Short problem: Write out every line of the records below verbatim, from the first line to the last, without changing anything.

Information supplied:
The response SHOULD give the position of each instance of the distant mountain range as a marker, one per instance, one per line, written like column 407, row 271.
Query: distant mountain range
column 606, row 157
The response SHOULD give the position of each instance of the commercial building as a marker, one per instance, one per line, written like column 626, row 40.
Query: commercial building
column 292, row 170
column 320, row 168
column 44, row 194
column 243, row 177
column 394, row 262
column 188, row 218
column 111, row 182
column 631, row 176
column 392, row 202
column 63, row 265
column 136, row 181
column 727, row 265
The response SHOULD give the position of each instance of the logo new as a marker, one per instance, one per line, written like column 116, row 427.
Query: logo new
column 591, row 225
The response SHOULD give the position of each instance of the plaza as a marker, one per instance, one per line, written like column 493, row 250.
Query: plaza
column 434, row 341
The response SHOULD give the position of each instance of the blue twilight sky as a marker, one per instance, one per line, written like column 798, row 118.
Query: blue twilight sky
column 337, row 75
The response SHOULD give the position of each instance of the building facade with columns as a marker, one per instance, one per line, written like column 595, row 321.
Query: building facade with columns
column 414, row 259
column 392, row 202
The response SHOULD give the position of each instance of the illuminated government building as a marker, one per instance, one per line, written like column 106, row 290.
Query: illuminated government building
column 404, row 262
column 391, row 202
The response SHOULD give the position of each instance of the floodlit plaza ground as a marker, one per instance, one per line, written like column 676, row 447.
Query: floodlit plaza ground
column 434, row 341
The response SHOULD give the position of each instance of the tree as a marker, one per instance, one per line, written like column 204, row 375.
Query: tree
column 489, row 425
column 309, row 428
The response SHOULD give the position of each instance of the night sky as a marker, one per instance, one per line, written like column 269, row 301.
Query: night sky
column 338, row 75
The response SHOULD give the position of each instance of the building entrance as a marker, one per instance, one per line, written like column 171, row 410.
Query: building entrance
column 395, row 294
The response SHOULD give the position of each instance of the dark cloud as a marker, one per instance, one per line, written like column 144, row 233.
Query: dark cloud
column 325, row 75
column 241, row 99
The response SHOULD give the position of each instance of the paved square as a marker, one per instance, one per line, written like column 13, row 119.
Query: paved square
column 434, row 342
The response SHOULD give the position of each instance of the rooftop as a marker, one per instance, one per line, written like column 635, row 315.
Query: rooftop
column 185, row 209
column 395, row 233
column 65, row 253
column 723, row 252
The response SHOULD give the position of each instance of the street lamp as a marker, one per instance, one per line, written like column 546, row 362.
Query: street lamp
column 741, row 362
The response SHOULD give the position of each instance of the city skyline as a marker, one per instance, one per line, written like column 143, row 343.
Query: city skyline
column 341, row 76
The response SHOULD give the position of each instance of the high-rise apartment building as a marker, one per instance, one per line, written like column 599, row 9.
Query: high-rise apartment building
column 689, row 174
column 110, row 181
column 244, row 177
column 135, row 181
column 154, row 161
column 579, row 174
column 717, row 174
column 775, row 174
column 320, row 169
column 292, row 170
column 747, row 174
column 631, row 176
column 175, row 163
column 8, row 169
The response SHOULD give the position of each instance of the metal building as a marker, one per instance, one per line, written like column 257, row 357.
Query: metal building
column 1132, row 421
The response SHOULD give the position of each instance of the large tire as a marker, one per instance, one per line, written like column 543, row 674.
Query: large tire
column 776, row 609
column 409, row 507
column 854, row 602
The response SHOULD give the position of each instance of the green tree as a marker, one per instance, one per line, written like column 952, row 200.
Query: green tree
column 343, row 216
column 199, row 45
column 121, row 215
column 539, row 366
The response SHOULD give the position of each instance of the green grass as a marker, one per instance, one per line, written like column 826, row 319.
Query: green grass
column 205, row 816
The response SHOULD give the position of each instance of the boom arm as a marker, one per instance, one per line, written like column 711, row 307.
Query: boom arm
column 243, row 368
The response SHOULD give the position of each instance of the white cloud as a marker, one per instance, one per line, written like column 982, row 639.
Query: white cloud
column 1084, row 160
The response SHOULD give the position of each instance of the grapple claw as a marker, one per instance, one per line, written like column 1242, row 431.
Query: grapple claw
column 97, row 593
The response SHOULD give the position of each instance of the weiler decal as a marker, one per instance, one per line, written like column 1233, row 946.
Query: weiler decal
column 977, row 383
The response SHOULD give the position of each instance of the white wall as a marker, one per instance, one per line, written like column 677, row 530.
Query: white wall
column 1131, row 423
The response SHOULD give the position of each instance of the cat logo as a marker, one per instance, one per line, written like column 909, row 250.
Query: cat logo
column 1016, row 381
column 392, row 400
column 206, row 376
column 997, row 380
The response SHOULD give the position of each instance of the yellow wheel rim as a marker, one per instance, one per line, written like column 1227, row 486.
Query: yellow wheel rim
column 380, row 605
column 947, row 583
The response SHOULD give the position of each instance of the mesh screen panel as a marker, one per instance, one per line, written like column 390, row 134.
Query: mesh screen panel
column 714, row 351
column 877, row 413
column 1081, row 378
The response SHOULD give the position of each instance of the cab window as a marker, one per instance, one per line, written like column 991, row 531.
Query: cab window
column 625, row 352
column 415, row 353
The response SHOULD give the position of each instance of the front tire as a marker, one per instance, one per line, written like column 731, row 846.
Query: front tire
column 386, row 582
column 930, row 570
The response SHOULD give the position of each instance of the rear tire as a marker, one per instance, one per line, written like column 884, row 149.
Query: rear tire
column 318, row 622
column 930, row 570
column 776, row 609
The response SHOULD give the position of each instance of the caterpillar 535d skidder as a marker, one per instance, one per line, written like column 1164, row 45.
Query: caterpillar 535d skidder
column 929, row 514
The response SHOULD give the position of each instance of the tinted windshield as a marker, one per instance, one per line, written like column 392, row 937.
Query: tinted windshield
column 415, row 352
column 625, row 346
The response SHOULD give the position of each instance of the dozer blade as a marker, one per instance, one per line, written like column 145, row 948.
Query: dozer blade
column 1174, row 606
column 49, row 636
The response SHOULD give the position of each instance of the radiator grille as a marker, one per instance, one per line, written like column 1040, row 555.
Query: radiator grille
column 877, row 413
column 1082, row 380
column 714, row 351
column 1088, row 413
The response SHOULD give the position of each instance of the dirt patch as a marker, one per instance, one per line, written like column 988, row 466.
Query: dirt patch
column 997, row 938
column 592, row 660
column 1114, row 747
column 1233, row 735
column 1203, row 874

Task result:
The response SHOULD give the position of each instance of the distant mountain range as a marker, one per instance, one per line, written like column 407, row 271.
Query: distant mountain range
column 606, row 157
The response SHOULD give the position of each instance of the commercial building as a marker, one per instance, one per line, written like column 626, row 40.
Query: commercial building
column 292, row 170
column 320, row 168
column 44, row 194
column 243, row 177
column 394, row 262
column 188, row 218
column 111, row 182
column 631, row 176
column 392, row 202
column 63, row 265
column 136, row 181
column 727, row 265
The response SHOULD give the position of each instance of the logo new as a marker, one per instance, one per line, written like column 116, row 427.
Query: logo new
column 591, row 225
The response SHOULD give the position of each instance of the plaza as a marker, one per instance, one per line, written like column 493, row 250.
Query: plaza
column 434, row 341
The response SHOULD give the position of each instance of the blue twilight sky as a marker, one per instance, one per line, written like column 798, row 118.
Query: blue twilight sky
column 337, row 75
The response SHOULD give the position of each instance of the building facade with columns as a marker, one per instance, one per line, written like column 595, row 321.
Query: building facade with columns
column 414, row 259
column 392, row 202
The response SHOULD give the position of each instance of the illuminated government building as a marker, one per instance, one per line, written like column 106, row 290.
Query: illuminated government building
column 404, row 262
column 391, row 202
The response SHOULD give the position of each instance of the floodlit plaza ground as a marker, one per instance, one per line, written like column 676, row 447.
Query: floodlit plaza ground
column 434, row 341
The response SHOULD give the position of each instance of the tree as a marker, one per instance, one per line, written like column 204, row 375.
Query: tree
column 489, row 425
column 309, row 428
The response SHOULD give the position of each instance of the night sky as a marker, one per instance, one per line, written like column 269, row 301.
Query: night sky
column 338, row 75
The response SHOULD give the position of each instance of the building entrance as a marker, one per instance, one per line, written like column 171, row 410.
Query: building entrance
column 395, row 294
The response SHOULD give the position of each instance of the dark cloud as a marker, one per instance, one per line, written like column 144, row 233.
Query: dark cloud
column 325, row 75
column 241, row 99
The response SHOULD give the position of each instance of the paved square as a marker, one per instance, one per line, written like column 13, row 119.
Query: paved square
column 434, row 342
The response SHOULD give the position of each instance of the rooftop as a marker, one per instance, one per line, written like column 635, row 315.
Query: rooftop
column 185, row 209
column 395, row 233
column 65, row 253
column 723, row 252
The response SHOULD give the position of each instance of the street lamp as a marker, one per instance, one per line, written like column 546, row 362.
Query: street lamp
column 741, row 362
The response SHOULD give the position of each instance of the city skyline as a marker, one per instance, one per line, written like column 143, row 343.
Query: city skyline
column 341, row 76
The response SHOULD give the position of each instance of the high-rise apartment building as a marker, one per instance, one per line, written like column 599, row 9.
Query: high-rise apartment building
column 689, row 174
column 110, row 181
column 244, row 177
column 135, row 181
column 154, row 161
column 579, row 174
column 717, row 174
column 775, row 174
column 320, row 169
column 292, row 170
column 747, row 174
column 631, row 176
column 175, row 163
column 8, row 169
The response SHOULD give the position of each instance of the metal building as a marker, one per instance, one per line, written like column 257, row 357.
Query: metal building
column 1132, row 421
The response SHOULD give the position of each instance of the large tire as a marker, one per instance, one per line, written like column 543, row 674.
Query: large tire
column 776, row 609
column 409, row 507
column 854, row 602
The response SHOULD give the position of each instance of the green tree as a marker, one per instance, one per line, written like column 952, row 200.
Query: green tree
column 343, row 216
column 199, row 45
column 121, row 215
column 539, row 366
The response SHOULD give the position of each instance of the green grass as a marker, one per instance, one per line, written like column 826, row 319.
Query: green grass
column 205, row 816
The response SHOULD give the position of each instance of the boom arm as a marker, one per instance, one per line, written like column 711, row 307.
Query: boom arm
column 243, row 368
The response SHOULD give the position of each instance of the white cloud as a marker, one per instance, one per line, written like column 982, row 639.
Query: white cloud
column 1084, row 160
The response SHOULD give the position of each instance of the grapple claw as a marker, one per instance, one per line, written like column 1242, row 431.
Query: grapple claw
column 97, row 593
The response SHOULD give the position of each instance of the weiler decal as a marker, one per instance, one per line, written like column 1233, row 946.
Query: weiler decal
column 977, row 383
The response SHOULD give the position of each instance of the white wall as a marker, one per instance, one per line, written like column 677, row 530.
Query: white wall
column 1131, row 423
The response SHOULD give the position of each instance of the cat logo as a marker, one per instance, one per line, written like column 909, row 250.
Query: cat logo
column 1016, row 381
column 392, row 400
column 206, row 376
column 997, row 380
The response SHOULD give the position of each instance of the yellow wheel rim as a marker, one per instance, one per line, written like column 1227, row 486.
Query: yellow wheel rim
column 380, row 605
column 947, row 583
The response SHOULD give the position of each instance of the mesh screen panel as a marker, one per instance, one per line, written like column 390, row 134.
Query: mesh screen panel
column 714, row 351
column 877, row 413
column 1081, row 378
The response SHOULD give the position of each instance of the cab window as a marker, one per instance, one per line, written like column 991, row 531.
Query: cab window
column 625, row 352
column 415, row 353
The response SHOULD give the position of each instance of the front tire as a marker, one per instance, one per line, written like column 731, row 846.
Query: front tire
column 386, row 582
column 930, row 570
The response SHOULD give the position of each instance of the rear tire as a marker, one per instance, one per line, written like column 884, row 149.
Query: rear tire
column 318, row 622
column 930, row 570
column 776, row 609
The response SHOULD give the position of each instance of the caterpillar 535d skidder as a marker, one per instance, one per line, written like column 1164, row 45.
Query: caterpillar 535d skidder
column 929, row 514
The response SHOULD give the position of each instance of the tinted windshield as a marker, one per instance, one per line, written like column 392, row 937.
Query: tinted windshield
column 415, row 352
column 625, row 346
The response SHOULD give the position of each instance of the dozer blade as a marker, one per instance, one per line, written like column 145, row 948.
Query: dozer blade
column 1174, row 606
column 49, row 636
The response SHOULD give the position of each instance of the radiator grille as a marker, one per instance, one per line, written like column 1040, row 555.
Query: radiator grille
column 877, row 413
column 1082, row 380
column 714, row 351
column 1088, row 413
The response SHOULD give the position of each instance of the dirt patch as a marker, one per instance, one per line, written like column 988, row 466.
Query: dirt patch
column 997, row 938
column 592, row 660
column 1114, row 747
column 1233, row 735
column 1203, row 874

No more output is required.